- [The request]: Transcribe word for word the lines spanning the line with "Task: indicate the patient's" through the end of the records.

- [Records provided]:
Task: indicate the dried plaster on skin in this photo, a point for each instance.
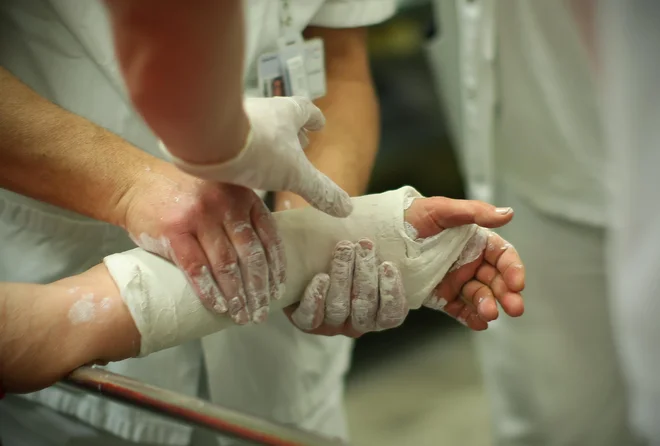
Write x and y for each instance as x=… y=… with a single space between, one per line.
x=86 y=308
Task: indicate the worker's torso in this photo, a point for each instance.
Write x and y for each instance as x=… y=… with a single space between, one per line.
x=63 y=50
x=517 y=85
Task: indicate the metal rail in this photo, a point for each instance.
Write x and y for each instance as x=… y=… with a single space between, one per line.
x=191 y=410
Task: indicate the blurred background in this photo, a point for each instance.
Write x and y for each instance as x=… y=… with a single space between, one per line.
x=418 y=384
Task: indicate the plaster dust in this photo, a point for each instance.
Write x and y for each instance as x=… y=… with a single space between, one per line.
x=83 y=310
x=167 y=312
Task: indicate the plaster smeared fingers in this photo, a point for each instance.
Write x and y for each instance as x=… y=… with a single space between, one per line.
x=226 y=273
x=189 y=256
x=254 y=268
x=321 y=192
x=511 y=301
x=393 y=306
x=310 y=312
x=436 y=300
x=465 y=315
x=481 y=297
x=506 y=259
x=364 y=296
x=266 y=228
x=338 y=302
x=429 y=216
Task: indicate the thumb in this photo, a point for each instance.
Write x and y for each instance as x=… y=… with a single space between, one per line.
x=323 y=193
x=308 y=115
x=429 y=216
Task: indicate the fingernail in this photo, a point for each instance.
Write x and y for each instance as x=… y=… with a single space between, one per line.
x=281 y=288
x=220 y=306
x=242 y=317
x=260 y=315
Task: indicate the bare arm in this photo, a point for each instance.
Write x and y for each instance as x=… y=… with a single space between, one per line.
x=58 y=157
x=346 y=149
x=47 y=331
x=183 y=65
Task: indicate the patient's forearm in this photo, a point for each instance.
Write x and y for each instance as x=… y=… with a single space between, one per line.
x=46 y=331
x=168 y=313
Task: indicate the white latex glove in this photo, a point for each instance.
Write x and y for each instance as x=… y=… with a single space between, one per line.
x=358 y=296
x=273 y=158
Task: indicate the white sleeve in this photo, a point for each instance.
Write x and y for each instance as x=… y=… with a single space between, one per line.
x=353 y=13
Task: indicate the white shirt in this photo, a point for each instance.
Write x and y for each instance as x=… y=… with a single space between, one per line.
x=63 y=50
x=528 y=111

- [Answer to the exercise]:
Task: indicate the patient's forearm in this photo, a point for each instance.
Write x and y for each instance as x=… y=… with a single space between, one per line.
x=46 y=331
x=168 y=313
Task: indicate the white latex glove in this photo, a point for each instance.
Write x and y for each instance as x=… y=… with a single space between, one per line.
x=358 y=296
x=273 y=158
Task: indicate the white sleeve in this photo, a point for each instance.
Write x and y for each instance as x=… y=… with a single space between, one per line.
x=353 y=13
Task: indicate the white shirt in this photo, a point for each instance.
Write x and y for each instance as x=… y=… with a single space between, one per line.
x=63 y=50
x=528 y=111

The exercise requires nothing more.